[Data for this task Boundary: Start]

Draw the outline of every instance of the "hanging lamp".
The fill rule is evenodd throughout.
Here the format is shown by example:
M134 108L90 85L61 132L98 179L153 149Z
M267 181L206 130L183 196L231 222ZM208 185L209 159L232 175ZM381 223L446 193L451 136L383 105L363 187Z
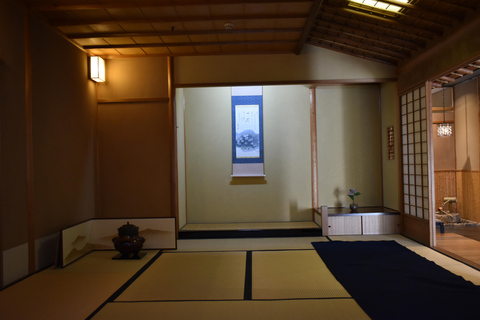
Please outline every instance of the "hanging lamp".
M453 125L445 122L445 87L442 88L443 95L443 122L437 124L437 137L451 137L453 135Z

[Data for this task Boundary: End]

* **Exercise objective**: Please hand back every entry above exactly, with no images in the copy.

* **Written solution**:
Draw the outline of every instance of the "hanging lamp".
The fill rule is evenodd throughout.
Here the format is shown by example:
M134 108L90 85L61 132L98 179L153 149Z
M267 181L206 130L183 196L231 222ZM208 185L209 159L232 175ZM381 223L446 193L451 136L383 105L363 187Z
Please outline every instance of the "hanging lamp".
M453 125L445 122L445 87L442 88L443 95L443 122L437 124L437 137L451 137L453 135Z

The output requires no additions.